**Extracted text:**
Data from Morningstar Direct showed outflows from UK equity income funds in Morningstar Categories reached £1 billion in June, compared with £340 million in May. These boosted outflows of UK equity income funds for the first six months of this year totalling more than £1.3 billion outflows.

It is perhaps not surprising to see such a high volume of outflows in UK equity income funds, as the asset class have lagged the FTSE All Share in the first half of 2016, according to a research note issued by Morningstar senior fund analyst Peter Brunt.

“The Morningstar UK Equity Income category average fund, which aggregates all the holdings in each fund within the category to form a hypothetical portfolio, shows a significantly lower weighting to giant-caps and a higher weighting to mid and small-caps relative to the index,” Brunt said.

The UK’s blue-chip index, FTSE 100, which is made up of UK’s largest 100 companies, closed at an 11-month high Monday this week, after tumbling post Brexit vote. Comparatively, FTSE 250, which represents mid and small companies in the UK, continued to lag behind the blue-chip index following the Britain’s vote to leave the European Union.

These outflows are about turn from recent years; UK equity income funds were among the best-selling among UK domiciled funds in 2014 and 2015, according to figures provided by the Investment Association.

Investor Sentiment Falls to Lowest Level

Investor sentiment has dropped to its lowest level following the EU referendum, according to the latest figures from the Lloyds Bank Investor Sentiment Index. UK equities saw the greatest monthly decrease in confidence to a negative 15.3% in July, compared with a positive 6.5% in June.

“Initial reactions were clearly very negative to UK assets, although we did see some investors coming back to the table to buy back into UK shares following the initial sell-off,” said Markus Stadlmann, chief investment officer at Lloyds Private Banking.

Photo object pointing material

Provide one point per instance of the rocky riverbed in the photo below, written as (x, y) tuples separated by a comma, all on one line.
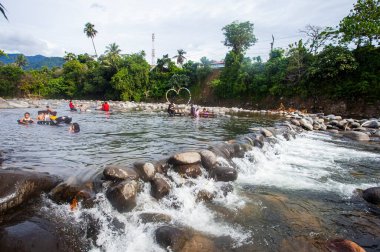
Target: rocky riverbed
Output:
[(124, 187)]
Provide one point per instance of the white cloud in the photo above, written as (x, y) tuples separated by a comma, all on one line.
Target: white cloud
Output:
[(194, 26)]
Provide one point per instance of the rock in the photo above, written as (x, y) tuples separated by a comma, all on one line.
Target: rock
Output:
[(114, 172), (372, 195), (190, 171), (208, 159), (123, 195), (154, 217), (355, 135), (36, 234), (172, 237), (17, 187), (204, 195), (185, 158), (266, 132), (371, 124), (223, 174), (343, 245), (160, 188), (199, 243), (146, 171)]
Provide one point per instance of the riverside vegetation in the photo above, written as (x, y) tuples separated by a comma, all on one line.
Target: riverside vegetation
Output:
[(341, 64)]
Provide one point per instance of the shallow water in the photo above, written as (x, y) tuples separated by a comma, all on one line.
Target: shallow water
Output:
[(290, 196)]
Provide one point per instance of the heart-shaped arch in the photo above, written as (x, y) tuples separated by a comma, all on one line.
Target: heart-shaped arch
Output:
[(177, 93)]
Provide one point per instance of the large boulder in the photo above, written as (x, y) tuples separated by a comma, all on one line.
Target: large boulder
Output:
[(372, 195), (113, 172), (225, 174), (356, 135), (208, 159), (17, 187), (172, 237), (145, 170), (185, 158), (160, 188), (123, 195)]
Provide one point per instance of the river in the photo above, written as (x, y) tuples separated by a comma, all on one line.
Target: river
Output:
[(288, 195)]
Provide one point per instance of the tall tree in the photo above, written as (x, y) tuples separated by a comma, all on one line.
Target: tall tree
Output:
[(21, 61), (2, 10), (90, 31), (239, 36), (180, 56), (362, 25)]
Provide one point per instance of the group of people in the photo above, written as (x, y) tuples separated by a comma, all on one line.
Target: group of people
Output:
[(194, 112), (47, 116)]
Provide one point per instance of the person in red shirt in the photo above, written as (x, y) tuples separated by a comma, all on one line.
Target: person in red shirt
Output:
[(106, 106), (72, 107)]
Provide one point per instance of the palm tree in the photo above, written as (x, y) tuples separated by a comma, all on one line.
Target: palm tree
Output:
[(113, 49), (21, 61), (180, 57), (91, 32), (2, 10)]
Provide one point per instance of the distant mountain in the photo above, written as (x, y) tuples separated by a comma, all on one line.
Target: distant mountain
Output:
[(35, 62)]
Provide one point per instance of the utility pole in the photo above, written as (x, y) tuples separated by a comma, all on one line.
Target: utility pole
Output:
[(153, 51)]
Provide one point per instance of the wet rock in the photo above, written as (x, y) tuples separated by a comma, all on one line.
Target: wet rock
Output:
[(355, 135), (17, 187), (190, 171), (266, 132), (123, 195), (372, 195), (146, 171), (36, 234), (199, 243), (371, 124), (114, 172), (208, 159), (204, 195), (172, 237), (160, 188), (225, 174), (66, 193), (185, 158), (343, 245), (154, 217)]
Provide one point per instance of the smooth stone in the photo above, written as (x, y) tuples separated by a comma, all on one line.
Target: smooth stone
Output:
[(160, 188), (185, 158), (123, 195), (146, 171), (372, 195), (17, 187), (114, 172), (223, 174), (208, 159), (343, 245), (171, 237), (355, 135)]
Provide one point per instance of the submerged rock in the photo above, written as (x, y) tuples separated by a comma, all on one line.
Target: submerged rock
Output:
[(372, 195), (16, 187), (123, 195), (160, 188), (114, 172)]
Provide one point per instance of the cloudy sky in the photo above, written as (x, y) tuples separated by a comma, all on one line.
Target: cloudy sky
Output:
[(51, 27)]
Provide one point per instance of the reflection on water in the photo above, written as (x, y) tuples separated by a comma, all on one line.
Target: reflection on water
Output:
[(291, 196)]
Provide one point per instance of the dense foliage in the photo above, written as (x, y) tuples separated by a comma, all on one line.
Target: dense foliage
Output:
[(341, 63)]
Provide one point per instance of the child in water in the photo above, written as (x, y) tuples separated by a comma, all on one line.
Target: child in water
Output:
[(74, 128)]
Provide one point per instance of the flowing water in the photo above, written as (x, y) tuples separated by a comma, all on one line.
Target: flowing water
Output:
[(290, 195)]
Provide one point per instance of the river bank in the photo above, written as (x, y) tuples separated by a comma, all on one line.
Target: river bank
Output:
[(236, 193)]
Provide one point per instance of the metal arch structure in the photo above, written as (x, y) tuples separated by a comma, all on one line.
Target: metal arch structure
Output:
[(177, 93)]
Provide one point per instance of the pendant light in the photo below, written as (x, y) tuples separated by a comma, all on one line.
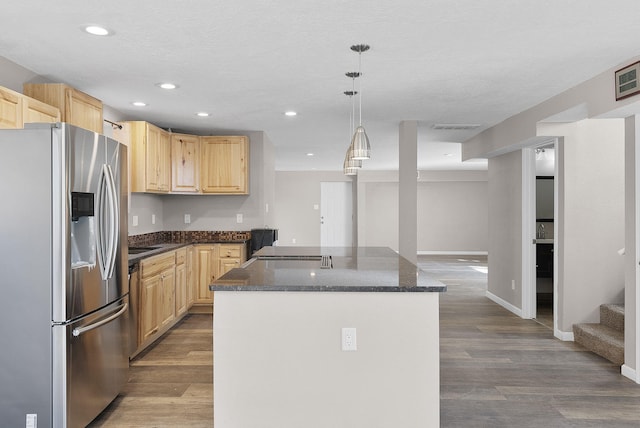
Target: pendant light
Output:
[(351, 166), (360, 147)]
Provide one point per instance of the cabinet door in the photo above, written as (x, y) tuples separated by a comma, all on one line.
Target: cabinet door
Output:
[(227, 264), (10, 109), (168, 296), (181, 289), (83, 110), (150, 306), (157, 159), (224, 165), (185, 163), (207, 261), (191, 276)]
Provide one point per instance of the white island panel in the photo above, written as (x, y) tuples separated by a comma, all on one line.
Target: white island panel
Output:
[(278, 361)]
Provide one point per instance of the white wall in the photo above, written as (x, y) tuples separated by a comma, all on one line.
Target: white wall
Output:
[(505, 228), (452, 211), (296, 194), (592, 218)]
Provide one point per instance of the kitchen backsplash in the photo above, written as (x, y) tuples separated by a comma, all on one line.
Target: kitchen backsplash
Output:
[(180, 237)]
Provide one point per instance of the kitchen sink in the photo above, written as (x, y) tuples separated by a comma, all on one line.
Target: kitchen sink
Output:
[(139, 250)]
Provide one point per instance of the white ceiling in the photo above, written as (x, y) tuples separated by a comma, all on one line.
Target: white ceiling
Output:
[(248, 61)]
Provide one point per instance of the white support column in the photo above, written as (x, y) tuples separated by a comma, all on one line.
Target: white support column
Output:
[(631, 366), (408, 191)]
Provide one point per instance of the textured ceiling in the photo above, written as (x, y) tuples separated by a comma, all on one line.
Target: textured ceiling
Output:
[(248, 61)]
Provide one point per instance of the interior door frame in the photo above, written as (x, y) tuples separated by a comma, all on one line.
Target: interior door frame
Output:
[(529, 297), (347, 209)]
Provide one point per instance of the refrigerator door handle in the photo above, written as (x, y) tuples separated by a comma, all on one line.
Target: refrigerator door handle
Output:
[(78, 331), (114, 219), (108, 222)]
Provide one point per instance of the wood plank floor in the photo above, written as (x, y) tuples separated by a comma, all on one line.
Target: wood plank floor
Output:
[(497, 370)]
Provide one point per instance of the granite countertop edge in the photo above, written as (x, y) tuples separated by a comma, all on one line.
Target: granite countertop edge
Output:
[(330, 288)]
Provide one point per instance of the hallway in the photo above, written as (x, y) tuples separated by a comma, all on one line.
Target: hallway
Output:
[(498, 370)]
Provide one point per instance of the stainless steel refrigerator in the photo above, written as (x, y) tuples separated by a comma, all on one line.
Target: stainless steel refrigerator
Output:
[(64, 329)]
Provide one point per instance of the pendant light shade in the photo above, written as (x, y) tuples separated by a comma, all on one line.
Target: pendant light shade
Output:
[(360, 148), (351, 166)]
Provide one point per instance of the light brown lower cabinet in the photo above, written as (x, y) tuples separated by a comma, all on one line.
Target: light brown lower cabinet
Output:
[(213, 261), (181, 282), (172, 282), (164, 293)]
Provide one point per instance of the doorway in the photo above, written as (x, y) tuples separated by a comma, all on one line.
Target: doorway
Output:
[(539, 297), (336, 214)]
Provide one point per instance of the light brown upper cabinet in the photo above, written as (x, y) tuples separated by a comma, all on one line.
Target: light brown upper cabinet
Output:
[(17, 109), (185, 163), (76, 107), (150, 154), (224, 165)]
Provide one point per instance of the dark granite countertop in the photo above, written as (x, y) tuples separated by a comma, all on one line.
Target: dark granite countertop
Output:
[(164, 247), (362, 269)]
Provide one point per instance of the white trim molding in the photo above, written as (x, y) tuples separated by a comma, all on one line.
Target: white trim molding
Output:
[(629, 373), (508, 306), (453, 253), (565, 336)]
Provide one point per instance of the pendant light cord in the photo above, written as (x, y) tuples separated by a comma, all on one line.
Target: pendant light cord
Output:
[(360, 84)]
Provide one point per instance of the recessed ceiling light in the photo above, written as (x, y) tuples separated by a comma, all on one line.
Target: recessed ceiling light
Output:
[(96, 30)]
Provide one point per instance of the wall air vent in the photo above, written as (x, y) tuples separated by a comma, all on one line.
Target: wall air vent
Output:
[(627, 81), (455, 126)]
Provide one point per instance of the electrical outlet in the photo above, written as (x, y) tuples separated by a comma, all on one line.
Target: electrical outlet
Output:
[(349, 342), (32, 420)]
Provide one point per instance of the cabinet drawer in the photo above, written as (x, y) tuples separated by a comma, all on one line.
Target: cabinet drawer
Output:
[(156, 264), (233, 251), (181, 256)]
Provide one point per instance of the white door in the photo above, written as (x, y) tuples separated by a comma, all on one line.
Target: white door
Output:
[(336, 214)]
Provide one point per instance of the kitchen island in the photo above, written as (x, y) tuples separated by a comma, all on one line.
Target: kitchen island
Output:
[(282, 356)]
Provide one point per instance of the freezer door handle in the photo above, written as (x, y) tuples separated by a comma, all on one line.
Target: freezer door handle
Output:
[(121, 310)]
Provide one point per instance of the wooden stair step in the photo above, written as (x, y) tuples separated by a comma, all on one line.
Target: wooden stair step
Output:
[(602, 340)]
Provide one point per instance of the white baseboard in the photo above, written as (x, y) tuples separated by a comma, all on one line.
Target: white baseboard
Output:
[(508, 306), (630, 373), (565, 336), (453, 253)]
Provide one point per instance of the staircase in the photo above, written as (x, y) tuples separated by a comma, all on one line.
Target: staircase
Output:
[(605, 338)]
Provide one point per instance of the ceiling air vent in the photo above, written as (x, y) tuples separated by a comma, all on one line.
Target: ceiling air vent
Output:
[(455, 126)]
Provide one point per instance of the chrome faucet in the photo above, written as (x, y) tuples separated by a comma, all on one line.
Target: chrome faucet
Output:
[(541, 231)]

**Problems:**
a) In the article on UK equity income fund outflows, how much money flowed out of those funds in June?
b) Write what follows the final sentence of the article on UK equity income fund outflows.
This material comes from a separate source.

**Task responses:**
a) £1 billion.

b)
“We would expect investor sentiment to continue to be susceptible to sharp, short-term shifts as investors absorb the news flow over the next 2-3 months.”

3 Worst Hit UK Equity Income Funds

The Bronze Rated Artemis Income fund was the sector’s most sold in June with a £369 million outflow. Outflows followed the loss of the fund’s co-manager, Adrian Gosden. Brunt said the loss of Gosden is significant and presents challenges over the short term.

“This, combined with the trend of disappointing performance, has lowered our conviction in the fund,” Brunt said, however Morningstar analysts continue to have a positive view on this core UK equity income mandate.  The fund gains 3.3% year to date, and has 9% five years annualised return.

Investors also sold high volumes of UK equity income funds with sustainable returns. Royal London UK Equity Income, the Silver Rated fund, gained 4.8% year to date and it has a 12.3% five year annualised return; however it recorded £193 million outflows in June. This is the largest outflows of the fund seen in five years.

Samuel Meakin, Morningstar fund analyst said that fund manager Martin Cholwill’s strategy is sensible for delivering yield and competitive total returns for investors.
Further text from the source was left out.